▶ Exercise brief
Copy every line of the entries below word for word, without changing anything.

▶ Entries provided
<<<<

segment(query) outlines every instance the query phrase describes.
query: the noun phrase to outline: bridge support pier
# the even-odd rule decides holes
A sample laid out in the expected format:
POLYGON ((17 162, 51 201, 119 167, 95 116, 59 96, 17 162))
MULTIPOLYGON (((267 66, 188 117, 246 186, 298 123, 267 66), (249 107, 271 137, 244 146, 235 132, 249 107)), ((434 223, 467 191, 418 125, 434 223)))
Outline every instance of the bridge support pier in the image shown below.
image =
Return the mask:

>>>>

▶ Response to the exercise
segment(query) outlines every instance the query phrase describes.
query: the noun phrase to outline: bridge support pier
# the even-odd rule decides holes
A sample laid out in the expected format:
POLYGON ((17 162, 51 201, 119 167, 95 116, 59 96, 17 162))
MULTIPOLYGON (((267 66, 188 117, 246 186, 298 123, 267 66), (249 107, 271 137, 244 146, 235 132, 249 107)), ((434 223, 467 191, 418 125, 434 223)))
Outline every instance of the bridge support pier in the image shown below.
image =
Return the mask:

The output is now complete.